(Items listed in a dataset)
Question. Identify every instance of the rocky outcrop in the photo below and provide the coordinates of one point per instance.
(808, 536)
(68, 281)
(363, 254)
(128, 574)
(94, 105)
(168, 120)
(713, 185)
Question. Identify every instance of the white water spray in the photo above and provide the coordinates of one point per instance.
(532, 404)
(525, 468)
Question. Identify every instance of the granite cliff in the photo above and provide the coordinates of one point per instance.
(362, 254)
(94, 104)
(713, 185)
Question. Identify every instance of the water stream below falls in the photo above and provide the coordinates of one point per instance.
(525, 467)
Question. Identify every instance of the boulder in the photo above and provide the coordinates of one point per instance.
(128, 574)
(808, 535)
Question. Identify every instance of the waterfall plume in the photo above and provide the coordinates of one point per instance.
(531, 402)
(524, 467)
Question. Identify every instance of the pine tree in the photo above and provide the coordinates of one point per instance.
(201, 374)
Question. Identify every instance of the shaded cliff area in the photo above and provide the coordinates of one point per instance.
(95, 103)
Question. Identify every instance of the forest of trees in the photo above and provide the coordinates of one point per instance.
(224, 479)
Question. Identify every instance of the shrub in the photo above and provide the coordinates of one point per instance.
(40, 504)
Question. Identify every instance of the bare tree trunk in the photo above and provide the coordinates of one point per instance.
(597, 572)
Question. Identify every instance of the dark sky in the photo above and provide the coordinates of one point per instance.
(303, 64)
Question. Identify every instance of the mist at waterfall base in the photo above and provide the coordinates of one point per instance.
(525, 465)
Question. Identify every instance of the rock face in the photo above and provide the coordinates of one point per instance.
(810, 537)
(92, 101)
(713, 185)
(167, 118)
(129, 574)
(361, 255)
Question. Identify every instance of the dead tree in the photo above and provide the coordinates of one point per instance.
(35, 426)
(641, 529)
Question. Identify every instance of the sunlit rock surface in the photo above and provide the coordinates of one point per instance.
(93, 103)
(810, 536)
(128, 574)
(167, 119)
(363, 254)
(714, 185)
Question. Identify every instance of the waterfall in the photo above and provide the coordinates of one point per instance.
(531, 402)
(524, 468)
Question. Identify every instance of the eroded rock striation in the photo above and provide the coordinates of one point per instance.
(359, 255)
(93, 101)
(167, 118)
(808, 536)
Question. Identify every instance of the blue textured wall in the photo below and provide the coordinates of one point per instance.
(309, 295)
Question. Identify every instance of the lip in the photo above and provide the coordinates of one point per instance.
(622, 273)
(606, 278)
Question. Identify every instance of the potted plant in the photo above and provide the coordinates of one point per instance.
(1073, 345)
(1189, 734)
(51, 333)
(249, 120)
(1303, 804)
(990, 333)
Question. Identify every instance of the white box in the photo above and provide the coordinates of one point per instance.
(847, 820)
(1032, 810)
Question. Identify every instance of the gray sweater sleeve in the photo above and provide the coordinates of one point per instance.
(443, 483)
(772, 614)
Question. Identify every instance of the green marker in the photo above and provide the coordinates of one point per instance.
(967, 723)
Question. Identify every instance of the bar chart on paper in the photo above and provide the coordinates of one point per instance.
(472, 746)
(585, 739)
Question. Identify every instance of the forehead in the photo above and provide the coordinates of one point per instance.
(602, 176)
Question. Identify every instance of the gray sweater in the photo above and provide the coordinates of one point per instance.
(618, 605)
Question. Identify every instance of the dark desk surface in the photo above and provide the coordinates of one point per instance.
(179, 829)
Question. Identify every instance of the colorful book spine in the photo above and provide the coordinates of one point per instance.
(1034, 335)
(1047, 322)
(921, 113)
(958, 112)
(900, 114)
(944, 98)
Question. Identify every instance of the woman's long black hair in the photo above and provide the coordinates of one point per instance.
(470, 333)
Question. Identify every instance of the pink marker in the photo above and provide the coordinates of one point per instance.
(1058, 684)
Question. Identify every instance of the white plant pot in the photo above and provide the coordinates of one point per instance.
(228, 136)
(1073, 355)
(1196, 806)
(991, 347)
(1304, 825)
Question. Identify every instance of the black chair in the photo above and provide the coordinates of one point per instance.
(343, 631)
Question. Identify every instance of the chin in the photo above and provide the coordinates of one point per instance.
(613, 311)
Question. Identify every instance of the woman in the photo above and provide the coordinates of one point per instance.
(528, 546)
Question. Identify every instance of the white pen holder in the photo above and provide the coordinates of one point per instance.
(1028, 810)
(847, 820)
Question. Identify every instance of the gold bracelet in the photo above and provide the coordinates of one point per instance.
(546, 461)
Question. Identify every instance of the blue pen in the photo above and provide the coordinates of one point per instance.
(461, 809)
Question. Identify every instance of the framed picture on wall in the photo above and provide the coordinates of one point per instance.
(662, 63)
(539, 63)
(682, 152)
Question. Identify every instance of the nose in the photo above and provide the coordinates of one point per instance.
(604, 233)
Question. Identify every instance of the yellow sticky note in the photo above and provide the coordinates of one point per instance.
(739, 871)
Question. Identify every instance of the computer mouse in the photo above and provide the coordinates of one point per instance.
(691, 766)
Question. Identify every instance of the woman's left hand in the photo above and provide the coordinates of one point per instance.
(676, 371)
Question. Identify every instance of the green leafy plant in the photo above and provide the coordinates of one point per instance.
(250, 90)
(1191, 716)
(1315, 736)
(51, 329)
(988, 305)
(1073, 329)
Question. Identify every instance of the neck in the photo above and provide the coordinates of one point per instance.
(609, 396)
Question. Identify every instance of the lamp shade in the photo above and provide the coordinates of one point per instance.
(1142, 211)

» TASK ITEM
Please write out the entries above in full, exactly as they read.

» TASK OUTPUT
Question. Identify every instance of the rocky outcrop in the photo below and provide the coordinates of one point per instance.
(808, 536)
(68, 281)
(363, 254)
(128, 574)
(94, 105)
(168, 120)
(713, 185)
Question. Identify every instance of the white water spray in the photo above and provide the coordinates of one point per instance.
(532, 404)
(525, 468)
Question. Identify every instance of the granite cliff in the photo above and provide the coordinates of one point per instance.
(362, 254)
(94, 104)
(713, 185)
Question. Identify every instance of the water stream below falls in the photo above and provide the coordinates of one point per instance.
(525, 467)
Question. Identify every instance of the boulder in the photo above and provide the coordinates of one point per instance.
(128, 574)
(808, 535)
Question. Identify every instance of the waterfall plume in the photo above and provide the coordinates of one point per instance.
(531, 402)
(524, 467)
Question. Identify every instance of the pine tree in the photo above and provide the coordinates of one point per instance.
(201, 374)
Question. Identify every instance of the shaded cliff area in the photo above and provide the coordinates of one point per instance.
(95, 103)
Question. Identify every instance of the forest of trees in the photo above and provide the coordinates of one point per instance.
(224, 479)
Question. Identify every instance of the shrub in the photo above and provide the coordinates of one point per instance.
(40, 504)
Question. Identify every instance of the bare tree trunk in the photo above and provide the coordinates of one point per instance.
(597, 572)
Question. Identify every instance of the dark sky in the photo above and provide the coordinates of one point per instance.
(303, 64)
Question. Identify every instance of the mist at waterfall base in the photo above and provide the coordinates of one point per instance.
(525, 465)
Question. Identify every instance of the rock face in the photo above and provide the coordinates of one point per instance.
(810, 537)
(92, 101)
(713, 185)
(167, 118)
(129, 574)
(361, 255)
Question. Identify every instance of the dead tree in the photo above and provide the coordinates of one point per instance.
(35, 426)
(641, 529)
Question. Identify every instance of the sunlit rock surface in the photo above and provide the coordinates of one point per instance.
(93, 103)
(810, 536)
(128, 574)
(167, 119)
(363, 254)
(714, 185)
Question. Identify every instance of the waterfall in the photo above and provide the coordinates of one point per instance.
(531, 402)
(524, 468)
Question. Identify every instance of the eroded rock striation in the photo above and provide the coordinates of one point per instance.
(359, 255)
(93, 101)
(167, 118)
(808, 536)
Question. Identify every instance of the blue textured wall in the photo below and provide the coordinates of one point per instance.
(309, 295)
Question. Identify every instance of the lip in the photo above and provide the coordinates of one point per instance.
(622, 273)
(606, 278)
Question. Identify every instance of the potted plant in the photo above and provide the coordinates of one point per instance.
(1073, 345)
(1189, 734)
(51, 333)
(249, 120)
(1303, 804)
(990, 333)
Question. Identify every instance of the white box in the photo above and provide the coordinates of one point per instance.
(847, 820)
(1032, 810)
Question. Identify every instance of the gray sweater sleeve in the photo above and provide the coordinates of one point per instance.
(443, 483)
(772, 614)
Question. Identify every instance of the green marker in the photo above and provide the coordinates of one point per instance.
(967, 723)
Question. Identify every instance of the bar chart on paper in the photo above and provide the coordinates of one point per instance.
(472, 746)
(585, 739)
Question. Identify every instance of the forehead in the photo above and provide the coordinates of one point per instance.
(602, 176)
Question. Identify every instance of the gray sweater in the photo above and provide the coordinates of one point per instance.
(618, 605)
Question. Identify every instance of the dark desk surface in the photo above and provide the coordinates of one point per instance.
(179, 829)
Question. Identify every instance of the colorful book spine in the photo above and provide the coordinates of one point per instance.
(1034, 335)
(1047, 322)
(921, 113)
(958, 112)
(900, 114)
(944, 98)
Question. Identify every instance of the woman's long black hair in the photo above and provide the coordinates of one point per instance.
(470, 333)
Question. Identify every instance of the pink marker in the photo above and provide the coordinates of one point per instance.
(1058, 684)
Question. Identify every instance of the white plant pot in the photo above and provide the coordinates of one point per instance.
(228, 136)
(1073, 355)
(1196, 806)
(991, 347)
(1304, 825)
Question. Identify every instance of the black chair in the photo above and provide the coordinates of one point per instance.
(343, 631)
Question. Identify every instance of the chin in the photo above and provide the coordinates of one point per instance.
(613, 311)
Question. Identify every instance of the woman in the photo above and provide the coordinates of one point per instance.
(528, 546)
Question. Identify every instance of the white pen holder in the photo above and provide the coordinates of one point per instance.
(1028, 810)
(847, 820)
Question. Identify every instance of the gold bracelet in the photo above and provide the coordinates of one point per instance.
(546, 461)
Question. Identify every instance of the blue pen in the photo above and provide the coordinates of one point per instance.
(461, 809)
Question. Identify every instance of the framed picture on wall in the photo above and provide the coordinates of one point per instance.
(662, 63)
(539, 63)
(682, 152)
Question. Identify every instance of the nose in the photo above and provide the coordinates of one point per instance.
(604, 233)
Question. Identify every instance of the yellow sticky note in the photo above and provide the coordinates of one point per instance.
(739, 871)
Question. Identify every instance of the computer mouse in the photo above and provide the coordinates of one point per instance.
(691, 766)
Question. Identify every instance of the woman's left hand in the photo above and provide the coordinates of one point per instance.
(676, 371)
Question. Identify every instance of the green leafy plant in the photo above and provide the coordinates of one point per instance.
(250, 90)
(1191, 716)
(1315, 736)
(51, 329)
(988, 305)
(1073, 329)
Question. Identify every instance of the neck in the photo above and provide the coordinates of one point per instance.
(609, 396)
Question. Identify every instance of the lamp shade in the photo above and provide the coordinates of one point per instance.
(1142, 211)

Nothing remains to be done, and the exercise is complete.